Your instructions
Could you reproduce the news transcript below in full, word for word?

Page extract
◇ ◇ ◇ ◇

This is ALL THINGS CONSIDERED from NPR News. I'm Melissa Block.

MICHELE NORRIS, host:

And I'm Michele Norris.

Today a United Nations report put the number of deaths in Iraq at more than 34,000 for 2006, and that news was punctuated by the day's violence in Baghdad. More than 100 people were killed in attacks at a university, a marketplace and a Sunni shrine.

BLOCK: On Capitol Hill, active-duty service members made a call for lawmakers to help end the war. We'll hear about that in a bit. We'll also hear from an Army captain about the rampant corruption in Iraq.

First, NPR's Jamie Tarabay reports from Baghdad.

JAMIE TARABAY: Al-Mustansiriya University is a frequent target for insurgents, but today's was the deadliest attack yet. More than 170 people were wounded by the blast. Iraqi television showed images of emergency services battling to put out burning cars.

Unidentified Man: (Speaking foreign language)

◇ ◇ ◇ ◇

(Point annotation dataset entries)
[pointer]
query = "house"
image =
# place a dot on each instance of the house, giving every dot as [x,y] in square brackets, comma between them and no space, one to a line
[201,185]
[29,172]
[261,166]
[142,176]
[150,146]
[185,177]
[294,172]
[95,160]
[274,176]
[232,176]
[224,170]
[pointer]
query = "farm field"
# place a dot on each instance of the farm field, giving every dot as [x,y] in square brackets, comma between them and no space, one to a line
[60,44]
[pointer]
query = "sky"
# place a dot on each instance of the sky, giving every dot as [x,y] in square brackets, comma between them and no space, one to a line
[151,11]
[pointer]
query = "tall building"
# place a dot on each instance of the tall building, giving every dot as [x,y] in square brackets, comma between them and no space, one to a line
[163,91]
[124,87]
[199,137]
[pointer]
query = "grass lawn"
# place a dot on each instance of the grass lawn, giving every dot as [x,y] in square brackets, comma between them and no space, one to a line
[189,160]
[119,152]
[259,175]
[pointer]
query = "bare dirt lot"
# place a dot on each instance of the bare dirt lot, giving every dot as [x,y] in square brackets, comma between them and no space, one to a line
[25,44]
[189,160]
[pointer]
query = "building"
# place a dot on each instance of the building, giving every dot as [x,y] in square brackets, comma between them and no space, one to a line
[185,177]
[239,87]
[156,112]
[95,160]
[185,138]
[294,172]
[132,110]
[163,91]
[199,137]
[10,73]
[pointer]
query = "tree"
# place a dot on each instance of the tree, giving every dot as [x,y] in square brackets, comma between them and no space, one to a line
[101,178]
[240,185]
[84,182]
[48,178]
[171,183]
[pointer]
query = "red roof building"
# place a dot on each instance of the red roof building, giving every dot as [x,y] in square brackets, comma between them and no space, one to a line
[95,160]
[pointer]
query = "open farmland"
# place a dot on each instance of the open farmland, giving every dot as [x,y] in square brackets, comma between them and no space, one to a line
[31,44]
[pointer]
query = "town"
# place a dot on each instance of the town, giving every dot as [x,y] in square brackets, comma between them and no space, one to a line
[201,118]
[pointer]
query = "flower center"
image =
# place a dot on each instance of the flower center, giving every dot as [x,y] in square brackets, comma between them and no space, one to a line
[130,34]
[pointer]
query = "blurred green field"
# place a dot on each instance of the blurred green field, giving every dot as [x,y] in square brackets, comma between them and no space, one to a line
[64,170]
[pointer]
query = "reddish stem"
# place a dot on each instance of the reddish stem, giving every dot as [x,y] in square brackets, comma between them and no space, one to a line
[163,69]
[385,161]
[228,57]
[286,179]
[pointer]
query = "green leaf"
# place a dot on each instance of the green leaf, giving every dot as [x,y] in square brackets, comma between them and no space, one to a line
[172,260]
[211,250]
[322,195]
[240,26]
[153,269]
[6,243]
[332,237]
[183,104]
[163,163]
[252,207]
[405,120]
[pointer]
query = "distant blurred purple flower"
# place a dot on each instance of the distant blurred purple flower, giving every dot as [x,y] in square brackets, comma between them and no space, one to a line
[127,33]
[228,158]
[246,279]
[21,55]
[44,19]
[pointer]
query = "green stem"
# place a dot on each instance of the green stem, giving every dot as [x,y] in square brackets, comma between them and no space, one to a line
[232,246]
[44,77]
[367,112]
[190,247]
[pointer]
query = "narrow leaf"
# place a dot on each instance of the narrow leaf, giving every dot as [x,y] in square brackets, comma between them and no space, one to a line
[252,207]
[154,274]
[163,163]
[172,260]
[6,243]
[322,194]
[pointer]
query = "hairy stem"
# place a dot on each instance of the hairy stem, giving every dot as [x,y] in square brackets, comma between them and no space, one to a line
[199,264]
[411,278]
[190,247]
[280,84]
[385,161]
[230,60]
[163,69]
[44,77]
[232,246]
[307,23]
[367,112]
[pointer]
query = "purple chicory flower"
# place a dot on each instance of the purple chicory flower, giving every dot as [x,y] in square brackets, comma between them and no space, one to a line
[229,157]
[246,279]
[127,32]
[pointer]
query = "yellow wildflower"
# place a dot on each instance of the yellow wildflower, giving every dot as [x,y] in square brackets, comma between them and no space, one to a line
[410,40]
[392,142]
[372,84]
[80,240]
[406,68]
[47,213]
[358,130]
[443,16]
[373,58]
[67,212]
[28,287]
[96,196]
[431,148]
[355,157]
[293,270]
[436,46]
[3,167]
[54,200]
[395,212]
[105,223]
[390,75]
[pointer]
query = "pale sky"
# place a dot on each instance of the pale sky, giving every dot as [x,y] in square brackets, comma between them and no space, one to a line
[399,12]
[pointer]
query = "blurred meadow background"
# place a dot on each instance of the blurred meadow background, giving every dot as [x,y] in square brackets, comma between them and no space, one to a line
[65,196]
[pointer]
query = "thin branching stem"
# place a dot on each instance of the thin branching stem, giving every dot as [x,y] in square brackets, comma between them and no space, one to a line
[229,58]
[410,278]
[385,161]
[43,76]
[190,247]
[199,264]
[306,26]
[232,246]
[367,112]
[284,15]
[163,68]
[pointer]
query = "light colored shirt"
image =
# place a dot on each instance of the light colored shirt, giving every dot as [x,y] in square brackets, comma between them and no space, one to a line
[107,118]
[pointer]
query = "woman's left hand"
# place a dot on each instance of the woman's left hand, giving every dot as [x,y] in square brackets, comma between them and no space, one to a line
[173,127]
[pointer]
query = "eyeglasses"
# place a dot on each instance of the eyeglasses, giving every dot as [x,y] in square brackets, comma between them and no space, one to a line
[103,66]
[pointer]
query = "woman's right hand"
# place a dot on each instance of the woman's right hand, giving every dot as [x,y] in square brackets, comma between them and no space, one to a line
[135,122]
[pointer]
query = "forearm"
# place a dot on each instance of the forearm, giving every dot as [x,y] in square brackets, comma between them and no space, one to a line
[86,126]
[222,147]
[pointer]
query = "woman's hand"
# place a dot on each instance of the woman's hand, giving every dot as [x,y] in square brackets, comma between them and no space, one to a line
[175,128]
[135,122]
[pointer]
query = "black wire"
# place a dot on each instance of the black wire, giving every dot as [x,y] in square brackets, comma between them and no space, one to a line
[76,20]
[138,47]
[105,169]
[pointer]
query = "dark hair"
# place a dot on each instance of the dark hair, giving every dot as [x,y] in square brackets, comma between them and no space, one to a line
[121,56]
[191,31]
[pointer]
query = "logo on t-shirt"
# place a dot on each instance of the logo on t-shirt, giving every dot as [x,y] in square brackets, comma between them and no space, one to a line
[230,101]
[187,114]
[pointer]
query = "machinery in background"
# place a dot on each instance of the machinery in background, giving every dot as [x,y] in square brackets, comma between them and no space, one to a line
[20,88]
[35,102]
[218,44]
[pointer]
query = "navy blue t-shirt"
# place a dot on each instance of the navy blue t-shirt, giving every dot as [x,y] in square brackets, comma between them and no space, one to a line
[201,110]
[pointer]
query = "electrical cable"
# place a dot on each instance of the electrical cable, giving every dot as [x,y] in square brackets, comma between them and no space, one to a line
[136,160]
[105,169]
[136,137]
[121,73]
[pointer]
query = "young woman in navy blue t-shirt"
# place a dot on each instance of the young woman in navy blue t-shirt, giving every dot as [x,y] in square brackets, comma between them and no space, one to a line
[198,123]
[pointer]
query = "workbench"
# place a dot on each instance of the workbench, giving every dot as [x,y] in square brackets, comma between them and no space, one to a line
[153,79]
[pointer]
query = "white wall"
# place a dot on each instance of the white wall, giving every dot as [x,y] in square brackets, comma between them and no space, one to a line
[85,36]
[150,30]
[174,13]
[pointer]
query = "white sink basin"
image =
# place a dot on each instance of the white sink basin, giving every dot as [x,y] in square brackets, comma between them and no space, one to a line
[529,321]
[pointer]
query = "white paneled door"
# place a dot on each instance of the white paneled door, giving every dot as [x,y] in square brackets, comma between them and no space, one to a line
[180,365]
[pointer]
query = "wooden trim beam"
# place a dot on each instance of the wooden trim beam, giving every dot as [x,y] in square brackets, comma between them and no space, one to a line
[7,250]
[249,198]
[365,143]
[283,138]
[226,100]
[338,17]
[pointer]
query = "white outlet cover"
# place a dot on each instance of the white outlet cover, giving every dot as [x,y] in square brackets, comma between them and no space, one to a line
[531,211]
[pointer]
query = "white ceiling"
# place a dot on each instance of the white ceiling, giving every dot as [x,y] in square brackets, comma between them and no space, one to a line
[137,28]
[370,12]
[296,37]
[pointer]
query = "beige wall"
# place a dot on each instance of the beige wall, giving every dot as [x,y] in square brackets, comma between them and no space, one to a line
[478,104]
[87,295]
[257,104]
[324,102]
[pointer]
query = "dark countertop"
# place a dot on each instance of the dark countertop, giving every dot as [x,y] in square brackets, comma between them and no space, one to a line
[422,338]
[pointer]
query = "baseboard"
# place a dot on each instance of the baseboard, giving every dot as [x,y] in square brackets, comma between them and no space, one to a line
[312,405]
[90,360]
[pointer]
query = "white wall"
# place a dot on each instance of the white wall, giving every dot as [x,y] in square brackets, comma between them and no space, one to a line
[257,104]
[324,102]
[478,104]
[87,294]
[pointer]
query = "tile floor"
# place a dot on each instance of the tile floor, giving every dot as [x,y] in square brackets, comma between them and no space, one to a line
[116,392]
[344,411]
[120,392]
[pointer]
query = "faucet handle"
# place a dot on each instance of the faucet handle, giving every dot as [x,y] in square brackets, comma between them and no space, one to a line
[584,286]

◇ ◇ ◇ ◇

Expected answer
This is ALL THINGS CONSIDERED from NPR News. I'm Melissa Block.

MICHELE NORRIS, host:

And I'm Michele Norris.

Today a United Nations report put the number of deaths in Iraq at more than 34,000 for 2006, and that news was punctuated by the day's violence in Baghdad. More than 100 people were killed in attacks at a university, a marketplace and a Sunni shrine.

BLOCK: On Capitol Hill, active-duty service members made a call for lawmakers to help end the war. We'll hear about that in a bit. We'll also hear from an Army captain about the rampant corruption in Iraq.

First, NPR's Jamie Tarabay reports from Baghdad.

JAMIE TARABAY: Al-Mustansiriya University is a frequent target for insurgents, but today's was the deadliest attack yet. More than 170 people were wounded by the blast. Iraqi television showed images of emergency services battling to put out burning cars.

Unidentified Man: (Speaking foreign language)